* START Material supplied *

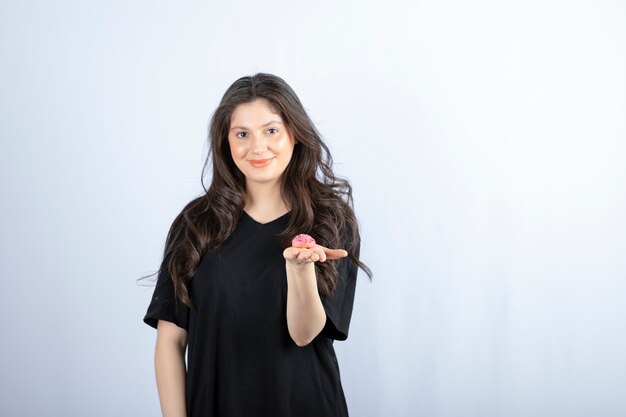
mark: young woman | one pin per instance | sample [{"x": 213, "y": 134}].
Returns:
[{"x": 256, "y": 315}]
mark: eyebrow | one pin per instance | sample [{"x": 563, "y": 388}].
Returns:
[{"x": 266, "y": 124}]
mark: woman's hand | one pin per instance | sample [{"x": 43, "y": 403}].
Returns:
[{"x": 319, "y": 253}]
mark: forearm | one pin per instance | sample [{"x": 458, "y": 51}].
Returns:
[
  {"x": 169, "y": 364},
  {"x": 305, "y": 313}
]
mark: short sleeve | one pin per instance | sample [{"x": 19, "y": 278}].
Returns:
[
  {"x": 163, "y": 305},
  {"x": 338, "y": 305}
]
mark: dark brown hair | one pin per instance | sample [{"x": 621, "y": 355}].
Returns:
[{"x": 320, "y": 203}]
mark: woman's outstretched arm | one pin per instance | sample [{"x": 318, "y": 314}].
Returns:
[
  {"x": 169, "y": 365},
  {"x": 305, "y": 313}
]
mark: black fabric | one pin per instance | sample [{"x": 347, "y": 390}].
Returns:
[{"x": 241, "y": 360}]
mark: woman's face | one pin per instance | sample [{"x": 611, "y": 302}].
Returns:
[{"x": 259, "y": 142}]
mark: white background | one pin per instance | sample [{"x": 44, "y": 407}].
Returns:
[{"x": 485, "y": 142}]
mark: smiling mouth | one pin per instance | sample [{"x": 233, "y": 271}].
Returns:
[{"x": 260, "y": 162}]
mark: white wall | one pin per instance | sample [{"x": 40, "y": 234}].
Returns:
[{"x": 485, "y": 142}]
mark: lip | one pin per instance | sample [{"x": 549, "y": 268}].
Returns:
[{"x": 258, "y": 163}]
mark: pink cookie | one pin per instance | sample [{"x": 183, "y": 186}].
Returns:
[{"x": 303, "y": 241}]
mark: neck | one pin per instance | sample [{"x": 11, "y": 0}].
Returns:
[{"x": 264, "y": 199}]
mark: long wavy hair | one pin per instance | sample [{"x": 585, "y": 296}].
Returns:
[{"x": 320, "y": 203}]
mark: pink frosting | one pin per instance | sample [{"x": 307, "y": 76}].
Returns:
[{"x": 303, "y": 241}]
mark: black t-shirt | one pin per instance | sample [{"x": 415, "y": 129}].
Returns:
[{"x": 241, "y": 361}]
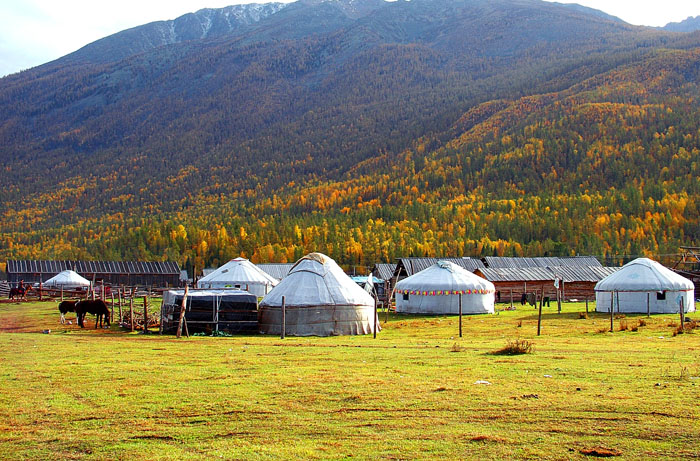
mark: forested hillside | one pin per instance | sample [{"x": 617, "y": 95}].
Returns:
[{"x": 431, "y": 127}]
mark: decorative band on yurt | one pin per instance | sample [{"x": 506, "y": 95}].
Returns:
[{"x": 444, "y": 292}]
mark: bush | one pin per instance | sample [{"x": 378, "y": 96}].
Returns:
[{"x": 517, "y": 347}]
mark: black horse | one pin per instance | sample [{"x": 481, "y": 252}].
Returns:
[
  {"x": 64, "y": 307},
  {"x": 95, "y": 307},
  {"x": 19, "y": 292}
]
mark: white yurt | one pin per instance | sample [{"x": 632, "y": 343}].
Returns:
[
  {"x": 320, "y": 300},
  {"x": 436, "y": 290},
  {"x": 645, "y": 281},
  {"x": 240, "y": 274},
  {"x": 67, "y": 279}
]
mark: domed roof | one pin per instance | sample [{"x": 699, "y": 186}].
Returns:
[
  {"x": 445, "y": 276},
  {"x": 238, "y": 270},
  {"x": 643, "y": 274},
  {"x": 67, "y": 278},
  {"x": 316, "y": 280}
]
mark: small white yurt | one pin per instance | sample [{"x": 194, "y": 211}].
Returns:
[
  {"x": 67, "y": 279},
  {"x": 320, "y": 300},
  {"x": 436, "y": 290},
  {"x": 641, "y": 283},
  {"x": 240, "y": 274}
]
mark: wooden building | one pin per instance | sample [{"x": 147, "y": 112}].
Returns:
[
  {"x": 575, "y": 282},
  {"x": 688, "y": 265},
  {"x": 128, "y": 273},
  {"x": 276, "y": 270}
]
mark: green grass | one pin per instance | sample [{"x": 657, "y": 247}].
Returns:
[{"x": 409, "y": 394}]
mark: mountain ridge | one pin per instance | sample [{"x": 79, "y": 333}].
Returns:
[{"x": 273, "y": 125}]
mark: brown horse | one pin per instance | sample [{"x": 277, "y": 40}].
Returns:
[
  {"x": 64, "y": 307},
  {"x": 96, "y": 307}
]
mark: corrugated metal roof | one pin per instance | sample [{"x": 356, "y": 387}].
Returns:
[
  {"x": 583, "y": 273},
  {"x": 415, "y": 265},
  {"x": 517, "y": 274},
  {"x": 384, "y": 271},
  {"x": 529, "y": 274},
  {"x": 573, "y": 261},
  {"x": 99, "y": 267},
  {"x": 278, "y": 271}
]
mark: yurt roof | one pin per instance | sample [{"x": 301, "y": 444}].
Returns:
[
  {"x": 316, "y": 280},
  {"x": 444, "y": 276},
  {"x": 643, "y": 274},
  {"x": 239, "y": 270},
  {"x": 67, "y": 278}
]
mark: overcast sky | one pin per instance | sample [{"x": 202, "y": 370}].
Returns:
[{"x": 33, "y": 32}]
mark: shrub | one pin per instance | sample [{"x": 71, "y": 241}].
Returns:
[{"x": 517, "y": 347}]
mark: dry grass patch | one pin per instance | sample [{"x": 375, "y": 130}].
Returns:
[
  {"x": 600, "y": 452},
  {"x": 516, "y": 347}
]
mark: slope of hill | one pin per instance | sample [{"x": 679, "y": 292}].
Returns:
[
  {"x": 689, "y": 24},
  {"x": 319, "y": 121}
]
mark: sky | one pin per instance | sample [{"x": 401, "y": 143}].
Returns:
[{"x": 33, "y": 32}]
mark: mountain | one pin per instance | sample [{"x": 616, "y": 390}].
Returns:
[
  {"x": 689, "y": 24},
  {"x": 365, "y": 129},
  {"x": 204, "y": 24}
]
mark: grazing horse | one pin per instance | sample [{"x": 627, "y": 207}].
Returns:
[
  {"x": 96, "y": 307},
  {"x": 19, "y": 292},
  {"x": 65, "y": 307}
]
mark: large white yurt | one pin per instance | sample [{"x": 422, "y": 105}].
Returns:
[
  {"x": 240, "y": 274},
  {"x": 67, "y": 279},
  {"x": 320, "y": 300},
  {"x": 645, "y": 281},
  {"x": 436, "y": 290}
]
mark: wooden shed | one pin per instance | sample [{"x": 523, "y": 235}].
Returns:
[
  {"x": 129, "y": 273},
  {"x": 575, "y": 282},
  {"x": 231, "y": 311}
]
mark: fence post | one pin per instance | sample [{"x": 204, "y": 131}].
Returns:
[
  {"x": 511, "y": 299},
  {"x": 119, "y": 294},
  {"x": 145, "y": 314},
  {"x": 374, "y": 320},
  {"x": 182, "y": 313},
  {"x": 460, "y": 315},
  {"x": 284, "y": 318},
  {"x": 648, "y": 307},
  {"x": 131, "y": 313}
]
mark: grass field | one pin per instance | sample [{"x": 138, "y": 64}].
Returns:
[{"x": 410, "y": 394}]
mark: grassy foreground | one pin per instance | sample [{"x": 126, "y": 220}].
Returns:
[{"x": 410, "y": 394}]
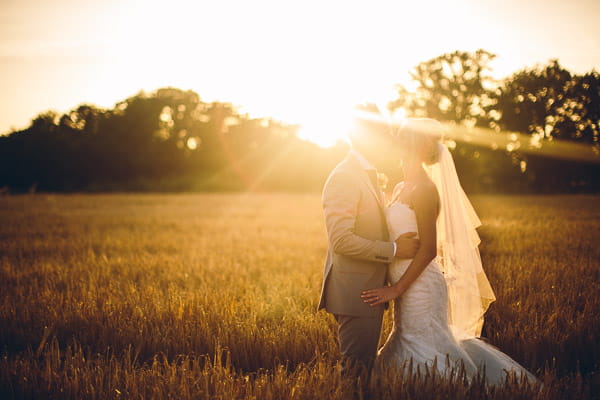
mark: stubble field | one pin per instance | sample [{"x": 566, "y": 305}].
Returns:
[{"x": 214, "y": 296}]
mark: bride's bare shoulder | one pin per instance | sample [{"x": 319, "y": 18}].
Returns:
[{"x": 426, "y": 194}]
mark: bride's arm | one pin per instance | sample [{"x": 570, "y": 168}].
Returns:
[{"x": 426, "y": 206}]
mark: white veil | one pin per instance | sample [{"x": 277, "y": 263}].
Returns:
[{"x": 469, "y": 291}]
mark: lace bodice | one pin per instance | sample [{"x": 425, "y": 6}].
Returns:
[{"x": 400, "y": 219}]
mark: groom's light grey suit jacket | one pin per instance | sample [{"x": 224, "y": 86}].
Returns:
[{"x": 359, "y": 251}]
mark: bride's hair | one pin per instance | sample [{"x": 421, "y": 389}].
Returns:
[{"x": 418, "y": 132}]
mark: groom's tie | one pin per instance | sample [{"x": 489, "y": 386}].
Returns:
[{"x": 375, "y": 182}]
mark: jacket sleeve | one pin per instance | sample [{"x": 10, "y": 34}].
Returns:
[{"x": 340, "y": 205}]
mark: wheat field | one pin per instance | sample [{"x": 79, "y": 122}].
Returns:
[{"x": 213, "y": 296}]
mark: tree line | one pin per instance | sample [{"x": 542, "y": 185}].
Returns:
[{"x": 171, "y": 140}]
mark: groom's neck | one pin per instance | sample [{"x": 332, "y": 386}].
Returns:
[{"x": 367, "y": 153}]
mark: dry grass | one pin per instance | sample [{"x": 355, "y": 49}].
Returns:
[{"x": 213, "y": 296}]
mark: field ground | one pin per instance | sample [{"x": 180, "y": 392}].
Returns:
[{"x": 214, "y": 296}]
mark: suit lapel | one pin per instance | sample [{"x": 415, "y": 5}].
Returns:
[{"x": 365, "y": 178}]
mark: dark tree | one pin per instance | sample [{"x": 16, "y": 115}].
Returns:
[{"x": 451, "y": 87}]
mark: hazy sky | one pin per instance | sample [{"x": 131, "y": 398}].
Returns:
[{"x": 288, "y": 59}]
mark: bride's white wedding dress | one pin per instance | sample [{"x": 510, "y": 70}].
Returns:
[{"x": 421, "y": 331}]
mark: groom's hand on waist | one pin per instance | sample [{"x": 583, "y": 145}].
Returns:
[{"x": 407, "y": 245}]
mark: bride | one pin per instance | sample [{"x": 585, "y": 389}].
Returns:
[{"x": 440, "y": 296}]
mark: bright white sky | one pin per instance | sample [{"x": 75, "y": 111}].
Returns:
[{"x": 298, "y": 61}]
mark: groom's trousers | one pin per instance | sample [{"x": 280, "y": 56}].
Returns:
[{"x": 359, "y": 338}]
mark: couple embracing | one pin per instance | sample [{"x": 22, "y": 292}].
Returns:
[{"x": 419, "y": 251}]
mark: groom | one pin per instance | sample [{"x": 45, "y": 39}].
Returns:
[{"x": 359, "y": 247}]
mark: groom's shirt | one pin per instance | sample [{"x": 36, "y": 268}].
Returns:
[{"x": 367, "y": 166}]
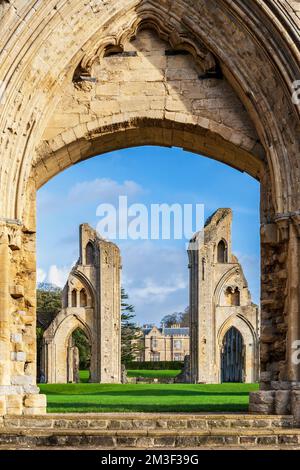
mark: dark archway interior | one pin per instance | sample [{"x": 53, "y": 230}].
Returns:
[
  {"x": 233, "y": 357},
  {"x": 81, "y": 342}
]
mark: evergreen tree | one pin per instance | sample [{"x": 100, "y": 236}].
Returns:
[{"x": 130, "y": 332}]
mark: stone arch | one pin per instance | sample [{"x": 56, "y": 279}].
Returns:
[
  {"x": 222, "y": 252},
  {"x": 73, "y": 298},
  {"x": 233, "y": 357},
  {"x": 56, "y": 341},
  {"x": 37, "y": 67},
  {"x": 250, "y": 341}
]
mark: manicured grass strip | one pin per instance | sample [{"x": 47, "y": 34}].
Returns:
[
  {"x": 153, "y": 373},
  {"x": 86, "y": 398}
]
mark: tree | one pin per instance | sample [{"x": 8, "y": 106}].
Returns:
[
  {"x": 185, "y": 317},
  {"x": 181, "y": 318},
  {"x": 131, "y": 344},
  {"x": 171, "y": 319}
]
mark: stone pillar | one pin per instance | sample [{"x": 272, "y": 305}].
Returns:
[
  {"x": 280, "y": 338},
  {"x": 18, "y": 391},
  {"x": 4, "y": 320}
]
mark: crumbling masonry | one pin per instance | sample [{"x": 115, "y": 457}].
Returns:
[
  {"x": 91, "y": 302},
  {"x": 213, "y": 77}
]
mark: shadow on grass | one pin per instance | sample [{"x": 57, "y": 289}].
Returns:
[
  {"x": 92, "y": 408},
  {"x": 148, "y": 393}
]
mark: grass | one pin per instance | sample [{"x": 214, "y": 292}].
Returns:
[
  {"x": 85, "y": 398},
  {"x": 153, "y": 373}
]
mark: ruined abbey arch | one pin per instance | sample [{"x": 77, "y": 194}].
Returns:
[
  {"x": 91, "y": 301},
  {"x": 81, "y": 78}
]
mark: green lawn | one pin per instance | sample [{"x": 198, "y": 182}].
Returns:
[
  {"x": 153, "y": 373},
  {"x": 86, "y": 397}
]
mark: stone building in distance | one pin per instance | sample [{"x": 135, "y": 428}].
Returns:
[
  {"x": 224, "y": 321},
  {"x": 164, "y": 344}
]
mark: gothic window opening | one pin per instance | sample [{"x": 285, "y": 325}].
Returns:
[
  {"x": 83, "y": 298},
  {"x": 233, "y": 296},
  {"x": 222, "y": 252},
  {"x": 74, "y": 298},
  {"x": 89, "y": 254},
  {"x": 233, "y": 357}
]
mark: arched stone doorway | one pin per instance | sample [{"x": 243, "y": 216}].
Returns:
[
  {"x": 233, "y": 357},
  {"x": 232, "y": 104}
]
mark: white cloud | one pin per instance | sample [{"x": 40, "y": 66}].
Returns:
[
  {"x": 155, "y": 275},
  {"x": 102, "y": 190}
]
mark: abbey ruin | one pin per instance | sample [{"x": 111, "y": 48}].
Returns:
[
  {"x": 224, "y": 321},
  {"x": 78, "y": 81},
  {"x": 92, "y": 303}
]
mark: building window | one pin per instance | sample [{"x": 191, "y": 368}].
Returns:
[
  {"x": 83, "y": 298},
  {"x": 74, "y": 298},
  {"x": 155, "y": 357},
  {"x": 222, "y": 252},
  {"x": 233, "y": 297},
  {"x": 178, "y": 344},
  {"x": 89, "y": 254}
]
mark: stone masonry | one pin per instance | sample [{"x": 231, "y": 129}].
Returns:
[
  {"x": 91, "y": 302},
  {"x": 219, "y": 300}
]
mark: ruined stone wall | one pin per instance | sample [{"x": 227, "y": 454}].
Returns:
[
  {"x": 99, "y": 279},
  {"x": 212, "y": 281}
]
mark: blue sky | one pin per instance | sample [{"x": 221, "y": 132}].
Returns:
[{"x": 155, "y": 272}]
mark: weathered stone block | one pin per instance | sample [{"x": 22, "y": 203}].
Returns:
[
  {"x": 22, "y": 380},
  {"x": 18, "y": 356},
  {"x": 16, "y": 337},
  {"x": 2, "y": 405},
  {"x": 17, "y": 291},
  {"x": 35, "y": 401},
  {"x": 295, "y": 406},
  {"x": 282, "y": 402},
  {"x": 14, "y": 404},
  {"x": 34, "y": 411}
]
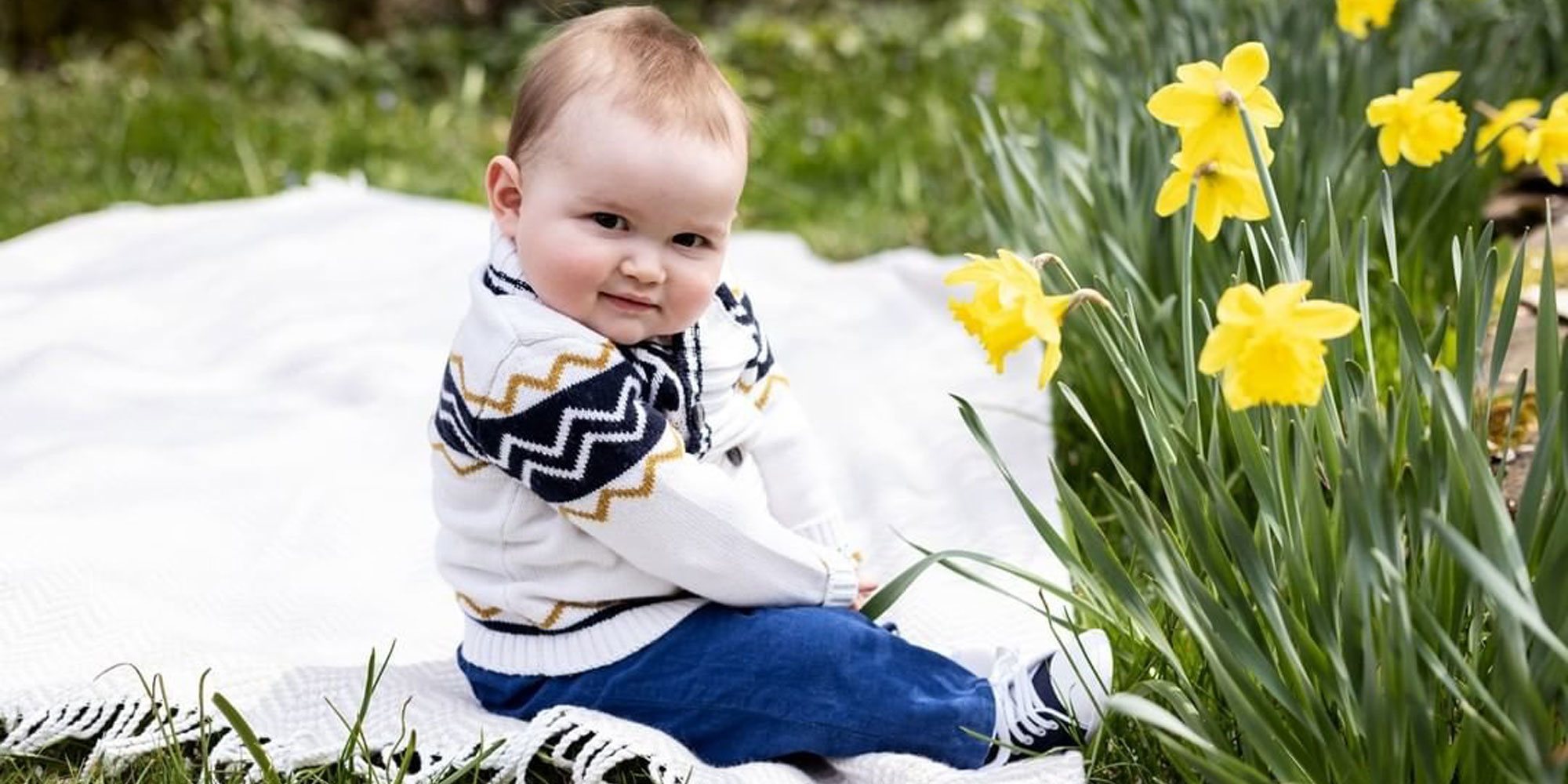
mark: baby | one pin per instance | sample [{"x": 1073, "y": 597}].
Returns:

* END Material supplied *

Short exercise –
Reproduce the lines above, exactly and exclusively, from the line containing "mark: blue sky" down to the last line, both included; pictures are not part of the copy.

Task answer –
mark: blue sky | one pin per instance | sample [{"x": 221, "y": 132}].
Returns:
[{"x": 155, "y": 272}]
mark: weathered stone block | one pin per instance | sample [{"x": 22, "y": 203}].
Returns:
[
  {"x": 22, "y": 380},
  {"x": 18, "y": 356},
  {"x": 16, "y": 337},
  {"x": 2, "y": 405},
  {"x": 17, "y": 291},
  {"x": 35, "y": 401},
  {"x": 295, "y": 406},
  {"x": 282, "y": 402},
  {"x": 14, "y": 404},
  {"x": 34, "y": 411}
]
mark: baby | one pin per instance | sample [{"x": 1073, "y": 597}].
Returns:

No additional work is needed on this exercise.